» Data excerpts:
>>
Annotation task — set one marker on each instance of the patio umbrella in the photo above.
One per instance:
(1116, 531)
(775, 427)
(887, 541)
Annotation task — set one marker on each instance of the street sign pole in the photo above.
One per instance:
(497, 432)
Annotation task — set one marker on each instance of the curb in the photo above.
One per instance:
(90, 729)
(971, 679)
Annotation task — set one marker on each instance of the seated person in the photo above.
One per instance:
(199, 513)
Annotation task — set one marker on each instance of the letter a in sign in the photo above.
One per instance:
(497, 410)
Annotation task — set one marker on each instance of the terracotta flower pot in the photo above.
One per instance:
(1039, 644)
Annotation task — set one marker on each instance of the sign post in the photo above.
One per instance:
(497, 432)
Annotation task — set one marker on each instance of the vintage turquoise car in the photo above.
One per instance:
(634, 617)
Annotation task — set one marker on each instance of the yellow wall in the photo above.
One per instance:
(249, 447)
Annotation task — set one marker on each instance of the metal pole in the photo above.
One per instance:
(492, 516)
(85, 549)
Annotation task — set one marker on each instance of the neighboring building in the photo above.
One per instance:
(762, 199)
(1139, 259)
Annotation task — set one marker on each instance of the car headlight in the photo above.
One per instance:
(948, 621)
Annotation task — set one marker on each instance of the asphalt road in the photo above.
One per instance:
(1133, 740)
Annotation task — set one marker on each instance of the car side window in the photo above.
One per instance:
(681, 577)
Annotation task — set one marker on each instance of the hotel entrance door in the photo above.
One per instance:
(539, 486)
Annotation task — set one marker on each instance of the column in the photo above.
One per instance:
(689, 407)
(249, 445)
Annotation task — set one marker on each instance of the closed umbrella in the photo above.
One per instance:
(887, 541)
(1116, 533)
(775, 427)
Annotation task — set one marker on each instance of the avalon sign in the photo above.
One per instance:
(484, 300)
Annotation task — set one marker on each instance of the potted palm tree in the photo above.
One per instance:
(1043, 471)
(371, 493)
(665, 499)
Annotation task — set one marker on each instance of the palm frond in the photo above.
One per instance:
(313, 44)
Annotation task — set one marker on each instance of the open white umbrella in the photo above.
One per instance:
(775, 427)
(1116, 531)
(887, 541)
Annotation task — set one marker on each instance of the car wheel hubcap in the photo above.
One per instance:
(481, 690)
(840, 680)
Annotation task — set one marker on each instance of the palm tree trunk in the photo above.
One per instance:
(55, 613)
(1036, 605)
<<
Rewrite the lines above as a JSON list of strings, one string per line, leaving out any blank lines.

» Task result:
[
  "Annotation task — set one marker on each instance of the patio umbrella in the photo above.",
  "One per instance:",
  "(1116, 531)",
  "(775, 427)",
  "(887, 541)",
  "Annotation task — set one marker on each instance of the street sign pole in the photo above.",
  "One per instance:",
  "(497, 432)",
  "Annotation task — set one marker on each instance of the curb in the photo above.",
  "One per instance:",
  "(90, 729)",
  "(971, 679)",
  "Annotation task — set one marker on each instance of the seated person in the photo above.",
  "One per instance:",
  "(199, 513)",
  "Annotation task — set one marker on each instance of the letter a in sign in the photo above.",
  "One per instance:",
  "(497, 410)",
  "Annotation task — set one marker on each instance of the terracotta flower pot in the photo above.",
  "One per instance:",
  "(1039, 644)",
  "Annotation task — set one marker on each instance of the sign post in the photo above.",
  "One per instance:",
  "(497, 432)",
  "Annotation task — set one marker on each instance of the vintage turquoise car in the photo above.",
  "One per instance:",
  "(634, 617)",
  "Annotation task — set one marker on each instance of the yellow wall in the photo above.",
  "One per instance:",
  "(249, 447)",
  "Annotation task — set one marker on each instance of the metal pole in the photo above.",
  "One per instance:",
  "(492, 516)",
  "(85, 549)",
  "Annotation task — set one marker on each instance of the neighboring building in the photo above.",
  "One per instance:",
  "(762, 199)",
  "(1139, 259)",
  "Annotation task — set one marker on each instance of the car headlight in the photo above.",
  "One per instance:",
  "(948, 621)",
  "Annotation task — set one marker on each instance of the asphalt road in the photo above.",
  "One per instance:",
  "(1133, 740)",
  "Annotation task — set one marker on each instance of the car side window in the photo above.",
  "One per instance:",
  "(681, 577)",
  "Annotation task — set one marker on each instance of the hotel entrance door in the photo above.",
  "One per instance:",
  "(539, 486)",
  "Annotation task — set one marker on each instance of the column in the photo above.",
  "One per instance:",
  "(689, 407)",
  "(249, 445)",
  "Annotation task — set one marker on each instance of the closed umbrella in the photo above.",
  "One per instance:",
  "(887, 541)",
  "(1116, 533)",
  "(775, 427)",
  "Annotation task — set one marker on each instance of the avalon sign in the photo above.",
  "One per instance:",
  "(484, 300)",
  "Annotation task — set one marker on each instance of the potted palm tree in the photo above.",
  "One per instance:",
  "(1043, 471)",
  "(371, 493)",
  "(665, 499)",
  "Annotation task — set one marker on each instance of the palm frond in the photo above.",
  "One per instance:",
  "(313, 44)",
  "Annotation task — set one marker on each instance of the open white umbrella in the photo above.",
  "One per instance:",
  "(775, 427)",
  "(1116, 531)",
  "(887, 541)",
  "Annotation task — set one marker on each instance of the car wheel hubcap in the photo above.",
  "One per instance:",
  "(481, 690)",
  "(840, 680)",
  "Annotation task — set one marker on each instance of the palm tree trunk in the photo above.",
  "One per instance:",
  "(55, 613)",
  "(1036, 605)"
]